» What the task asks
Every entry that follows should be output exactly, and every image in it left out.

» Excerpted records
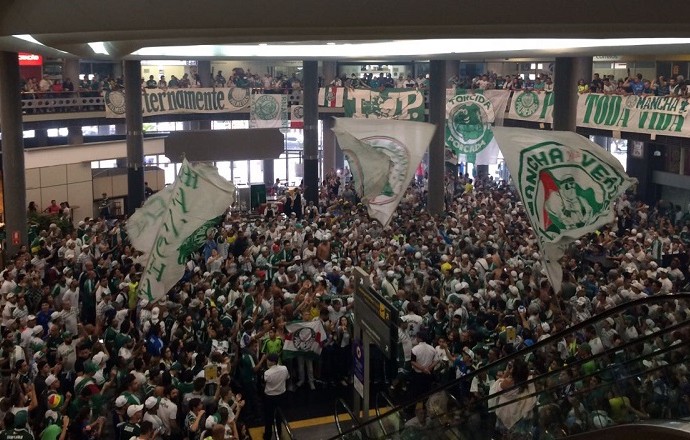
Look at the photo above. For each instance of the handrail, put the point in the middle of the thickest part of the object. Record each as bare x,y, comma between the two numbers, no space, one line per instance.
354,419
541,344
280,422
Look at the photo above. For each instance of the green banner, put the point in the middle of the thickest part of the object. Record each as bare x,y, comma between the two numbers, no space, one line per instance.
386,104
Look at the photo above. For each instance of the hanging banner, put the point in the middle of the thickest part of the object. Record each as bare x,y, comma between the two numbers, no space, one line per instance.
661,115
386,104
172,101
469,118
297,116
331,96
268,111
532,106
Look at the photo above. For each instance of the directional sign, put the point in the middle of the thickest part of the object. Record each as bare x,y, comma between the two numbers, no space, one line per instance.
378,318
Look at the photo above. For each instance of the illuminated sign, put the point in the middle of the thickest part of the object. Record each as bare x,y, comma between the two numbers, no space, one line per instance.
378,318
30,59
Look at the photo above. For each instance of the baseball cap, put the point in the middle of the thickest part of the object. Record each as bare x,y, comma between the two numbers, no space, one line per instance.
133,409
151,402
121,401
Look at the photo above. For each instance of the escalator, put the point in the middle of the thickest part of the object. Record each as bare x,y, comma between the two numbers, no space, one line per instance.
281,427
635,385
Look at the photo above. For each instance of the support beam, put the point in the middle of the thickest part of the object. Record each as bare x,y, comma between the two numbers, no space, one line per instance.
135,137
311,132
437,116
329,146
13,174
566,74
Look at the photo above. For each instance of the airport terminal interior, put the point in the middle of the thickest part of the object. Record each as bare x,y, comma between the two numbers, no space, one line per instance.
344,221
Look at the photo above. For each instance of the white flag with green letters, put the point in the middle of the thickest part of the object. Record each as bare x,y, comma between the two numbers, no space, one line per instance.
174,223
383,155
567,183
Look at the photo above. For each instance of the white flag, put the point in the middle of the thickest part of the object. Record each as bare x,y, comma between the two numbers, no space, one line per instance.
268,111
331,96
173,223
383,155
568,186
297,116
304,338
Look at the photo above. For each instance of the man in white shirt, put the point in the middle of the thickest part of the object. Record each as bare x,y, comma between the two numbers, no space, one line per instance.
275,379
424,361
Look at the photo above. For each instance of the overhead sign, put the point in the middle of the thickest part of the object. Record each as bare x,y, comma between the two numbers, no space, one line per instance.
378,318
665,115
172,101
30,59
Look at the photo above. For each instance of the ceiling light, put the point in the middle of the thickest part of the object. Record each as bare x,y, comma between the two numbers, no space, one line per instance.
29,38
99,48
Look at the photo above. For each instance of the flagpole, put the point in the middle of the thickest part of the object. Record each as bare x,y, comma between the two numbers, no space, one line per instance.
158,233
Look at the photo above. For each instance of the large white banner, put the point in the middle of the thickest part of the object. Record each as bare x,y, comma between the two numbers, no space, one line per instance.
665,115
171,101
383,155
174,223
532,106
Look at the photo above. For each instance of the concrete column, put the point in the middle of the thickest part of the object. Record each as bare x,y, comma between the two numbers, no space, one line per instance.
566,74
118,71
311,131
437,116
14,178
269,173
329,146
74,135
329,70
339,157
452,69
71,70
135,137
203,68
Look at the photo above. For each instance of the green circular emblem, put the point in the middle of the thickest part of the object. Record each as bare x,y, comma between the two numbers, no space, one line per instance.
266,108
526,104
115,100
238,97
468,127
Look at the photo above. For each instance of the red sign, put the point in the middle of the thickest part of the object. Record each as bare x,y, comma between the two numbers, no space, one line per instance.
30,59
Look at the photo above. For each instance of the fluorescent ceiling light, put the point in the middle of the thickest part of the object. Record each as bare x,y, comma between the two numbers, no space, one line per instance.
99,47
29,38
400,47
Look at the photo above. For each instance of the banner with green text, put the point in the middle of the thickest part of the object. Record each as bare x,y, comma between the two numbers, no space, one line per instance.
386,104
531,106
172,101
661,115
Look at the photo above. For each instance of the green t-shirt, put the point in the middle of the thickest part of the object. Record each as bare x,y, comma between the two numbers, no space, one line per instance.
16,434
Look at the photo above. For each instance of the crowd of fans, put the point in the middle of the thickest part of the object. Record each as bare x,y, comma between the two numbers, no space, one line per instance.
83,356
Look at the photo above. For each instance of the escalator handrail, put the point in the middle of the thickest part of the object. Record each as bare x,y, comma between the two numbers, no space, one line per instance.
354,419
621,308
279,423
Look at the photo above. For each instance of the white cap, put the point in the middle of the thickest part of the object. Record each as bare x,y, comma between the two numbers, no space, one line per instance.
120,401
99,358
151,402
133,409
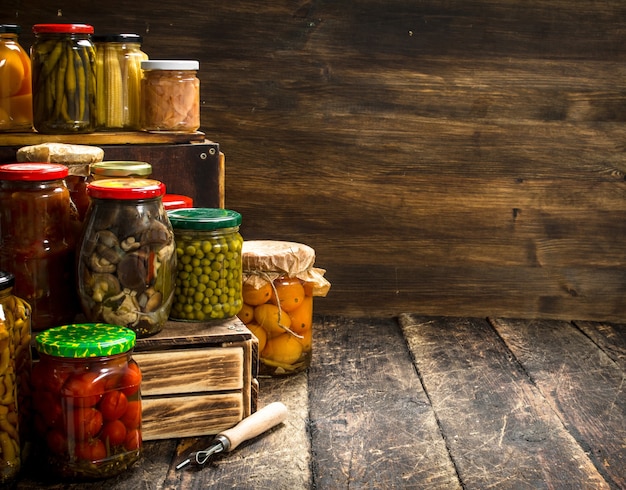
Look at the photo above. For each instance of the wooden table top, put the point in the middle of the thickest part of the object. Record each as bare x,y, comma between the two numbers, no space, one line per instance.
425,402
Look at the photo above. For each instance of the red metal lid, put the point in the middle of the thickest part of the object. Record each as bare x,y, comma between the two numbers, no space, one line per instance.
125,189
177,201
63,28
33,172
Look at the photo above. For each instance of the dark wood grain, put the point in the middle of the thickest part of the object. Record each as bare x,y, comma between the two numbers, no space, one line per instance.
581,383
446,158
500,430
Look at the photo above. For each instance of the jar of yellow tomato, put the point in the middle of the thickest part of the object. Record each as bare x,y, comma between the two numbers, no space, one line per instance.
279,283
16,101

» Reply
Look at the photo above. For each instance of the handrail, put the point in the middle of the thickest part of the object. Record each as bare x,y, comma between the two numbers, no space, one line per instance.
354,419
541,344
280,422
Look at the photo above. For each instance of the green banner, put the point in the middle of the thickest part of the object. Record each as bare x,y, comma between the two numbers, no space, one line per instance.
386,104
Look at the photo above. For each instance of the hanging banner, put the point in the middle of the thickest part of the object. Record each as bare x,y, comma between the two numbers, no space, one line per instance.
661,115
386,104
172,101
469,118
297,116
331,96
268,111
532,106
Look at the photo above. For each instance of the directional sign, put the point in the middle of the thickest part of the object. Record each as bare x,y, comma between the two numbers, no space, one line per instance.
378,318
Look at the photo above. For each instance of the illuminated sign, put the point in the middle of the thickest part of the object. Record each as bare x,y, comma between the two numbers, no space, one line per instance.
378,318
30,59
Look at the photo above. For each instance of the baseball cap, put the point in the middle of the thickest part of the object. Record each as bare x,y, comma between the two numbers, no space, one line per instance.
133,409
151,402
121,401
Look at the photo above. For each instance of the escalator, put the point in the middle of the thickest part of the object. Record each as bare x,y, comma between the two numbers, no space, one line per instance.
281,427
635,385
Look at the photo above. For each instance of the support beam, put the point in the middle of the thickest part of the object. Record each as bare x,y, comma between the two numbers, no space, one line per instance.
135,137
311,132
437,116
329,146
13,174
566,74
Look at the photo above. For each instance of the airport terminal interior, put the point in the middle of the thickest part of the object. Record each as bare x,y, comma between the two numbers, no space, one line per instance.
344,221
Look at the photo above. For each instance of the white flag with green letters, put the point in the middle of the thickest part of the object. Record each as bare x,y, comma between the two numbers, no space, one line per instance.
174,223
383,155
567,183
Look at the photo above. For each instance of the white flag, put the point in the middle of the thickest part of the object. Record each as bare x,y, comma between the two numbers, no space, one line per instance.
268,111
331,96
173,223
383,155
568,186
297,116
304,338
Look at the photo above. For each instance of the man in white shirt, put the point in the middle of the thickest part of the object. Record each as bare x,y, comma between the two numbers, no space, one line per instance.
275,379
424,361
Look at the photo above. For each instance of the overhead sign, put the point in the middle of the thickest part of the object. Record each as bare x,y, comma between the two numbers, no space, one line per instance.
378,318
665,115
172,101
30,59
Look at the photo above. For each instance of the ceiling light, put the point in the middle of the thickest part of the object. Record each as bare x,y, comma between the two numbers, no space, one line per instance.
29,38
99,48
Look at the photo above. For each instance of the flagpole, put the point in the middle of the thickest part of the object. Record each as bare x,y, comma between the two numbers, no space, one line per instance.
158,233
Look at the photo above. For each instance of the large white banner, put the point in the middle of the thickest part of the object. Record each as bare x,y, comma between the two numbers, no space, one line per instance.
665,115
171,101
383,155
174,223
532,106
Look at the photo above. For each instance of the concrete column, put the point in the middle of the thickest part of the object. Record each as bare x,y, comma between the two numbers, no space, one line per instance.
566,74
118,71
311,131
437,116
14,178
269,173
329,146
74,135
329,70
339,157
452,69
71,70
135,137
203,68
Look at the photo above. For each instance of the green circular emblem, put the point in the middle of the thickest part of the object. Record each as bare x,y, comma between the two numbers, no space, one line per instance.
266,108
526,104
115,100
238,97
468,127
Look at the photo above. For each instance of the red sign, put the point in the middle of the thickest part of the object. Record each as bare x,y, comma between the two numbers, no space, one line per instance.
30,59
Look at the photo above. For each instance of the fluorescent ceiling light, put the point in the middle of the thickest part of the object. Record each as bare x,y, comma between the two numbers, no space, one line per instance.
99,47
29,38
400,47
Look at the photo above. For each instance of the banner with green text, put the point in the middle of the thickest part of the object. Record each as bare x,y, comma between the two numbers, no space, one line per instance.
386,104
531,106
172,101
661,115
Look at the photo above. For each instance of the green t-shirt, put the point in the middle of the thickest part of the object. Record each as bare x,y, comma between the two numbers, no space, one line per instance.
16,434
Look at the photo above. For each instance of the crowd of fans, put the point in the middle of the thickest part of the object. Record each as bare x,y, comma between the two numbers, no space, one line per instance.
83,356
Look at the photo above. For each instance of the escalator handrail, put the point in the middle of the thickest part of the object. Record each as bare x,y, comma between the two numbers, no space, one line per instance.
354,419
621,308
279,423
Look at the photo above. For each instance of the white cap, put the point in the middle of the thickest part of the object. Record each as bare x,y, comma between the two numbers, no space, one line per instance.
120,401
99,358
151,402
133,409
Look at the photo above. For each instance of the wooden table top, put the point in the middle of the thickest part of the object. Record each as bare x,y, comma between the two numbers, no space, one line per instance.
425,402
Look at the photo above. For each instance of the red metal lid, put the point in the middle of the thickest part of the object. Record each as bare x,y, comma between the two numbers, no space, one line per instance.
125,189
177,201
63,28
33,172
Look at the photo above. For each instance of the dark wood grain, put the point in the middle of the thickest part of the object. Record each as bare x,y, comma between the two numbers, no space, one line per instance.
581,383
446,158
500,430
Look at the photo above. For each instance of the jar of yellow tomato, put the point in the middle of the thickest part of the object. Record each as bare x,y, comma between the two numbers, no space, one line per instance.
279,283
16,101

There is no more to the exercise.